▶ **WORK REQUEST**:
Only one stretch of the data below should be repeated: the lines from the line containing "[[416, 300]]" through the line containing "[[140, 188], [401, 145], [222, 169], [388, 136]]", inclusive, exactly as they are.

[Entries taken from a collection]
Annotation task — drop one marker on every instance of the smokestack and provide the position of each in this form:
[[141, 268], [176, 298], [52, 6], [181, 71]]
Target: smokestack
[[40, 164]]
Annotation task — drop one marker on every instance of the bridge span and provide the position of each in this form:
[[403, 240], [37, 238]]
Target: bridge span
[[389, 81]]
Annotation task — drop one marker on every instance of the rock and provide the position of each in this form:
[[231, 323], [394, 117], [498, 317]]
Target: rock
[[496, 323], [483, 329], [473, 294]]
...
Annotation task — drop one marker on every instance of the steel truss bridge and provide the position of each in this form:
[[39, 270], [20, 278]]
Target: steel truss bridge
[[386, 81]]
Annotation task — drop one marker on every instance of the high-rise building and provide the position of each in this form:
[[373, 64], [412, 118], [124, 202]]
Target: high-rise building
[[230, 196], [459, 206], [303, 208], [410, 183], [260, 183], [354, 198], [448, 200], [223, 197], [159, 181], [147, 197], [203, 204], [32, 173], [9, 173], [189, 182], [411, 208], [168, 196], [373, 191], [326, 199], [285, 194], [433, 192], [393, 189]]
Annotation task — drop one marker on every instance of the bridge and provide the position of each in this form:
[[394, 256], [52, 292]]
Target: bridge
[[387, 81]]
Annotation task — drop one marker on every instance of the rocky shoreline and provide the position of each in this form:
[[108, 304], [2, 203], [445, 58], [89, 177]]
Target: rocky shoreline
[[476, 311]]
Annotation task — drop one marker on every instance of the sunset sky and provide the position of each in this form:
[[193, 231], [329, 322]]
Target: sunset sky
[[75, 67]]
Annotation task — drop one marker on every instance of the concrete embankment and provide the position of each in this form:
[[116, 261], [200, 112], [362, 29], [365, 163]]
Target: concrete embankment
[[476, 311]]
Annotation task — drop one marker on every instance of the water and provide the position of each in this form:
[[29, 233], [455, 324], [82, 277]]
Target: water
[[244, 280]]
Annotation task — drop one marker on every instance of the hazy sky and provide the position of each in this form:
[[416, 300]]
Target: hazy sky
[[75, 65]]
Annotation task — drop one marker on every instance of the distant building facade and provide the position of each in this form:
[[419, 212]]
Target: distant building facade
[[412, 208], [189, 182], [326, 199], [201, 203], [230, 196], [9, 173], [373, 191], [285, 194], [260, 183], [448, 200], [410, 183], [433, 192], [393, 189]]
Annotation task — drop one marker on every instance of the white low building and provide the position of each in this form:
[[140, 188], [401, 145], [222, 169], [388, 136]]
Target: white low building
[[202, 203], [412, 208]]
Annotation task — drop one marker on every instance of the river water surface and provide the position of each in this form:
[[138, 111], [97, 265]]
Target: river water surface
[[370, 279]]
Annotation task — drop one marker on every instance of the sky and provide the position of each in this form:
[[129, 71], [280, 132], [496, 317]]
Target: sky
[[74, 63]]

▶ **ANSWER SECTION**:
[[416, 300]]
Target: hazy sky
[[75, 65]]
Annotation task — drop one marker on every instance of the distant building facade and provide the position of each in this form:
[[419, 212]]
Target: distant building facade
[[412, 208], [189, 182], [326, 199], [201, 203], [230, 196], [9, 173], [373, 191], [285, 194], [260, 183], [448, 200], [410, 183], [433, 192], [393, 189]]
Annotation task — drop one marker on every instance of the white low building and provide the position of each in this form:
[[140, 188], [401, 145], [222, 169], [388, 136]]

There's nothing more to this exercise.